## Source passage
____

82 lines
2.1 KiB
Markdown
82 lines
2.1 KiB
Markdown
# Operations
|
||
|
||
This is the ops/SRE entrypoint.
|
||
|
||
It aims to answer, quickly:
|
||
- “Is the system up?”
|
||
- “What changed?”
|
||
- “What should I check next?”
|
||
|
||
Deep dives:
|
||
- [Deployment](deployment/README.md)
|
||
- [Production](production/README.md)
|
||
- [Troubleshooting deep dive](troubleshooting/README.md)
|
||
|
||
## First 30 minutes (incident checklist)
|
||
|
||
### 0) Stabilize communications
|
||
|
||
- Identify incident lead and comms channel.
|
||
- Capture last deploy SHA/tag and time window.
|
||
- Do not paste secrets into chat/tickets.

____

## Problems to solve
1 - According to the operations page, what should not be pasted into chat or tickets?
2 - Carry on writing the operations page from the point where it stops.
You won't need the items to do this.

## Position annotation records
____

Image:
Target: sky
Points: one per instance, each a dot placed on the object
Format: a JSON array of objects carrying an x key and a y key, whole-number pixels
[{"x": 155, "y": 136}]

____

## Answers to the exercise
1 - Secrets.

2 -
|
||
|
||
### 1) Confirm impact
|
||
|
||
- UI broken vs API broken vs auth vs DB vs gateway integration.
|
||
- All users or subset?
|
||
|
||
### 2) Health checks
|
||
|
||
- Backend:
|
||
- `curl -f http://<backend-host>:8000/healthz`
|
||
- `curl -f http://<backend-host>:8000/readyz`
|
||
- Frontend:
|
||
- can the UI load?
|
||
- in browser devtools, are `/api/v1/*` requests failing?
|
||
|
||
### 3) Configuration sanity
|
||
|
||
Common misconfigs that look like outages:
|
||
|
||
- `NEXT_PUBLIC_API_URL` wrong → UI loads but API calls fail.
|
||
- `CORS_ORIGINS` missing frontend origin → browser CORS errors.
|
||
- Clerk misconfig → auth redirects/401s.
|
||
|
||
### 4) Database
|
||
|
||
- If backend is 5xx’ing broadly, DB is a top suspect.
|
||
- Verify `DATABASE_URL` points at the correct host.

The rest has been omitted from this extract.